Gyrocam Systems, LLC
- Founded: 2003
- Headquarters: Sarasota, Florida, USA
- Website: http://www.gyrocamsystems.com/

= Gyrocam Systems =

Australian private equity fund

Gyrocam Systems, LLC was part-owned and funded by a private equity fund that was located in Melbourne Australia.  The company made the Gyrocam camera system, a gyro-stabilized camera system using multiple sub-cameras. Founded by Ken Sanborn, Peter Rudaizky and Edwin Daniels in 2003. Gyrocam Systems was based in Sarasota, Florida. Gyrocam also had facilities in Washington, D.C., and Afghanistan. Gyrocam marketed their systems as a technical solution to identify and classify objects of interest, including improvised explosive devices (IEDs) and enemy insurgent activity using stabilized, multi-spectral, optical sensor packages integrated on Mine Resistant Ambush Protected (MRAP) vehicles.  Gyrocam continued to expand their presence in the land sensor market providing integrated solutions to the U.S. Army and U.S. Marine Corps. Gyrocam’s  products also have airborne and maritime applications.

In August 2009, Gyrocam Systems, LLC was acquired by Lockheed Martin Corporation.

== History ==
Gyrocam Systems, LLC was founded in 2003 when Ken Sanborn partnered with Peter Rudaizky & Edwin Daniels to create a new company that focused on “high performance” gyro-stabilized electro-optic camera systems.  The new ownership team pioneered the development of a telescopic mast-mounted, vehicle-based, mobile sensor application package utilizing their durable, highly stable camera system. Dan Kiehl joined them in the capacity of Senior Vice President  in 2005.  He was brought on board to employ six sigma, lean theory and overall operational excellence to the firm.  His efforts resulted in the simplification of operations, compression of lead-times, and a employing companywide culture of total customer satisfaction. Gyrocam also focused on research and development efforts to improve and refine their stabilized camera system as well as developing and fielding a total integrated mission solution.  The combined efforts of compressed lead-times, dedicated customer service and R&D efforts led to an immediate ISR requirement for military and law enforcement customers. Gryocam evolved into a full service defense contractor, with the onset of the program of record, which was called the  “Vehicle Optical Sensor System” (VOSS)

President Bush visited Gyrocam Systems in the fall of 2006. He toured the manufacturing facility and met with some of the employees. He also participated in a live demonstration and operated one of the camera systems himself. President Bush expressed his enthusiasm about the company’s entrepreneurial spirit and its ability to bring employment to the area. The President also stated how important Gyrocam Systems ability to develop a solution that detects IED’s has impacted the safety of our American soldiers in the Middle East.

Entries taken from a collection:
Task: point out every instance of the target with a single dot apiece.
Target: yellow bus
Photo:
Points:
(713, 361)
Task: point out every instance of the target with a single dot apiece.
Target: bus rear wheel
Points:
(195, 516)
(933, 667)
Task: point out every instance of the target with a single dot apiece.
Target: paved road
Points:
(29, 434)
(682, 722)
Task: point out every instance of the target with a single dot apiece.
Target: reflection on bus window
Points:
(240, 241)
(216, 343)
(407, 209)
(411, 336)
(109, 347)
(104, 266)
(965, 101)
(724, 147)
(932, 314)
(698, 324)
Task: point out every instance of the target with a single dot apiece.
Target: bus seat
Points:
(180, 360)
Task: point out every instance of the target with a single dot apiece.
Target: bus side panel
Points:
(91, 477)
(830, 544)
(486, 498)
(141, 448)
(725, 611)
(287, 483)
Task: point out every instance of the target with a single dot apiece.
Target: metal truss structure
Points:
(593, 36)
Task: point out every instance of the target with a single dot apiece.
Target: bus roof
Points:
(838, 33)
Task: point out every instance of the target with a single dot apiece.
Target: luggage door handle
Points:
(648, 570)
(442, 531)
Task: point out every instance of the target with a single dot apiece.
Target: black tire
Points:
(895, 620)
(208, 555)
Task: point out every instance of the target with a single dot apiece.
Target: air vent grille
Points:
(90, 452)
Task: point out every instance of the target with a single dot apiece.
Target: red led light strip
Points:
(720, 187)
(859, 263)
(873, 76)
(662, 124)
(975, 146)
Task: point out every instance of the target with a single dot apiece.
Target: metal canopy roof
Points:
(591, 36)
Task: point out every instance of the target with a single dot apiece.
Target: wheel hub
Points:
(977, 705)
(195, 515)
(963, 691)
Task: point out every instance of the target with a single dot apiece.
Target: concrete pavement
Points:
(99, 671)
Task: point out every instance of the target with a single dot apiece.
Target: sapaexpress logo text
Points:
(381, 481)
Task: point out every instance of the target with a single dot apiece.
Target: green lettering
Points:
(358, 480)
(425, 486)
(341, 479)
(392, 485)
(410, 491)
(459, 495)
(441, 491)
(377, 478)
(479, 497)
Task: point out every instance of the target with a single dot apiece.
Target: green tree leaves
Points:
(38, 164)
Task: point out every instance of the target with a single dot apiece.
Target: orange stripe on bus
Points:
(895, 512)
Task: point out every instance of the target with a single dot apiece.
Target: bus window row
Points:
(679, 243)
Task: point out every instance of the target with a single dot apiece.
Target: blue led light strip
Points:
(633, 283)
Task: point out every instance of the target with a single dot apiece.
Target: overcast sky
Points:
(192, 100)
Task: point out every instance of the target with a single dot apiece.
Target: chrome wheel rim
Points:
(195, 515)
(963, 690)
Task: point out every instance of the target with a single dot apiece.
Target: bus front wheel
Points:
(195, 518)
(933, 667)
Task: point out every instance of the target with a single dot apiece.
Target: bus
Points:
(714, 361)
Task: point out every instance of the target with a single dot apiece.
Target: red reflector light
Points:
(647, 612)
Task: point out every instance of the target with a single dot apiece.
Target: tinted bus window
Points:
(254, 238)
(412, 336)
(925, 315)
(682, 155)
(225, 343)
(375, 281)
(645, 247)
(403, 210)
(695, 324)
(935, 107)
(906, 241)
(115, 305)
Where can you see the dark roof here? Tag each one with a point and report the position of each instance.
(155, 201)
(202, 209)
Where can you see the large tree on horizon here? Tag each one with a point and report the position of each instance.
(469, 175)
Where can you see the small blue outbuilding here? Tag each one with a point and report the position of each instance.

What this exercise asks >>
1. Decide whether each statement below agrees with the Gyrocam Systems article, answering yes or no and quoting the deciding words: (a) Gyrocam was based in Sarasota, Florida. (b) Dan Kiehl joined the company in 2005 as Chief Executive Officer. (c) Lockheed Martin Corporation acquired Gyrocam Systems in August 2009.
2. According to the Gyrocam Systems article, when did President Bush visit the company?
3. Repeat the part of the Gyrocam Systems article starting at "President Bush visited" and ending at "the Middle East.".

Answers to each task >>
1.
(a) Yes: "Gyrocam Systems was based in Sarasota, Florida."
(b) No: "Dan Kiehl joined them in the capacity of Senior Vice President"
(c) Yes: "In August 2009, Gyrocam Systems, LLC was acquired by Lockheed Martin Corporation."

2. He visited in the fall of 2006.

3.
President Bush visited Gyrocam Systems in the fall of 2006. He toured the manufacturing facility and met with some of the employees. He also participated in a live demonstration and operated one of the camera systems himself. President Bush expressed his enthusiasm about the company’s entrepreneurial spirit and its ability to bring employment to the area. The President also stated how important Gyrocam Systems ability to develop a solution that detects IED’s has impacted the safety of our American soldiers in the Middle East.